Data shown →
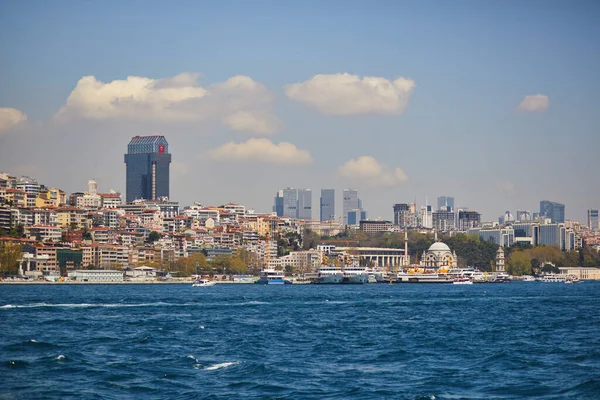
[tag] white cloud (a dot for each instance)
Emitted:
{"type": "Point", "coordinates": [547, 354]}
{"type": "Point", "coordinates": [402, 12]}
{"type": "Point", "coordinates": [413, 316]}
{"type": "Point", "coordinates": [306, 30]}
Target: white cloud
{"type": "Point", "coordinates": [240, 102]}
{"type": "Point", "coordinates": [368, 170]}
{"type": "Point", "coordinates": [345, 94]}
{"type": "Point", "coordinates": [261, 151]}
{"type": "Point", "coordinates": [10, 117]}
{"type": "Point", "coordinates": [179, 168]}
{"type": "Point", "coordinates": [507, 187]}
{"type": "Point", "coordinates": [255, 122]}
{"type": "Point", "coordinates": [538, 102]}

The problem →
Print every row above again character for character, leaving out the pictures.

Response below →
[tag] white cloud (a dot for each instance)
Emitted:
{"type": "Point", "coordinates": [547, 354]}
{"type": "Point", "coordinates": [402, 12]}
{"type": "Point", "coordinates": [413, 316]}
{"type": "Point", "coordinates": [306, 30]}
Target: white cloud
{"type": "Point", "coordinates": [240, 102]}
{"type": "Point", "coordinates": [368, 170]}
{"type": "Point", "coordinates": [345, 94]}
{"type": "Point", "coordinates": [261, 151]}
{"type": "Point", "coordinates": [10, 117]}
{"type": "Point", "coordinates": [179, 168]}
{"type": "Point", "coordinates": [507, 187]}
{"type": "Point", "coordinates": [255, 122]}
{"type": "Point", "coordinates": [538, 102]}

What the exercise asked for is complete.